▸ **Records for this exercise**:
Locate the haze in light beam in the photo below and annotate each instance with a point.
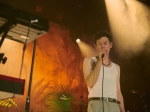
(130, 25)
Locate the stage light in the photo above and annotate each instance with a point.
(78, 40)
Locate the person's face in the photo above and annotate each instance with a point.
(103, 45)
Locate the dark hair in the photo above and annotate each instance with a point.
(101, 34)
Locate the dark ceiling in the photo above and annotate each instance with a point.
(78, 15)
(86, 16)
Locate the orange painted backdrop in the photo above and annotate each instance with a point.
(58, 61)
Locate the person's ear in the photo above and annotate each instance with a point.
(111, 44)
(95, 46)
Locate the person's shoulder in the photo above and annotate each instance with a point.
(116, 65)
(88, 58)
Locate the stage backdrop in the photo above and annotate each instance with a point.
(57, 84)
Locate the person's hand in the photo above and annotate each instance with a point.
(102, 53)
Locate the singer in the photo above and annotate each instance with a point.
(102, 77)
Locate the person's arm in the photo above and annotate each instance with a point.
(119, 94)
(91, 77)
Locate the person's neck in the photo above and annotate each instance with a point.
(106, 61)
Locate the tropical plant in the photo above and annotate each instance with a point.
(62, 98)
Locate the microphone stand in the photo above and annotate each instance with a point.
(30, 80)
(102, 82)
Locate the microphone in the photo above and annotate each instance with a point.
(102, 55)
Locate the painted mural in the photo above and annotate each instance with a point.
(57, 82)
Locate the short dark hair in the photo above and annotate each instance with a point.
(101, 34)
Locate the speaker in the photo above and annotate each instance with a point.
(12, 85)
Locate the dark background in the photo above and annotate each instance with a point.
(86, 17)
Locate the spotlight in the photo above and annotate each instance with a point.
(78, 40)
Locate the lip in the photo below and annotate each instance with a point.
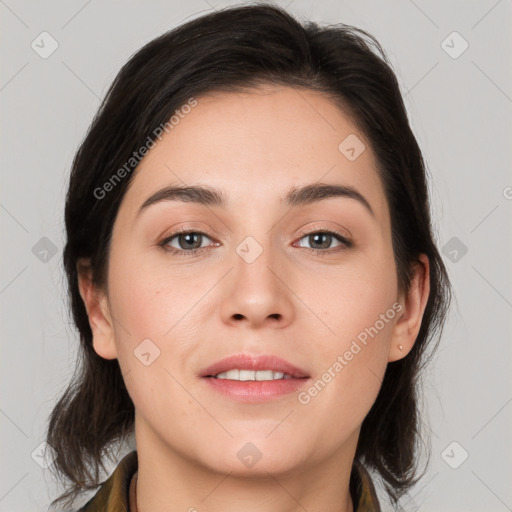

▸ **Aim of the exercise**: Transcribe the entries above verbatim, omitting their pictures.

▸ **Expected answer**:
Locate the haze in light beam in the photo below and annotate each instance with a point.
(130, 25)
Locate the stage light in the photo above and annotate each instance with a point.
(78, 40)
Locate the person's face in the photo above and annotate each instance with a point.
(103, 45)
Locate the dark hair in the photo above and annotate each instance with a point.
(101, 34)
Locate the dark ceiling in the photo above and annotate each instance with a point.
(78, 15)
(86, 16)
Locate the orange painted backdrop in the photo above and annotate each instance with a point.
(58, 61)
Locate the person's ear in the photo above and annotate each instance with a point.
(111, 44)
(95, 46)
Locate the person's shoulder in the photo above and annotate each instance with a point.
(116, 65)
(88, 58)
Locate the stage backdrop in the photo above and annotate each instance with a point.
(57, 84)
Locate the person's hand in the photo above and annotate each instance with a point.
(102, 53)
Locate the singer in the photo above and annotate each instance with a point.
(102, 77)
Locate the person's arm in the photo above and annotate each instance with a point.
(119, 94)
(91, 77)
Locate the person's neck in the photo above and annotate each instance with a point.
(106, 61)
Locate the tropical plant in the photo above and annotate each instance with a point.
(62, 98)
Locate the microphone stand in the photo above and annotate each instance with a point.
(30, 80)
(102, 82)
Locate the microphone in the photo above and annotate each instance with a point.
(102, 55)
Locate the painted mural in the photo above and annotate each instance with a point.
(57, 82)
Locate the short dark hair in the photo above and annotate each instance with a point.
(101, 34)
Locate the speaker in the photo above and annotate each instance with a point.
(12, 85)
Locate the dark background in the photo above and annotate each instance with a point.
(86, 17)
Locate the spotlight in the photo above and annotate each instance with a point.
(78, 40)
Locate the lip in the photo below and annotate each instance with a point.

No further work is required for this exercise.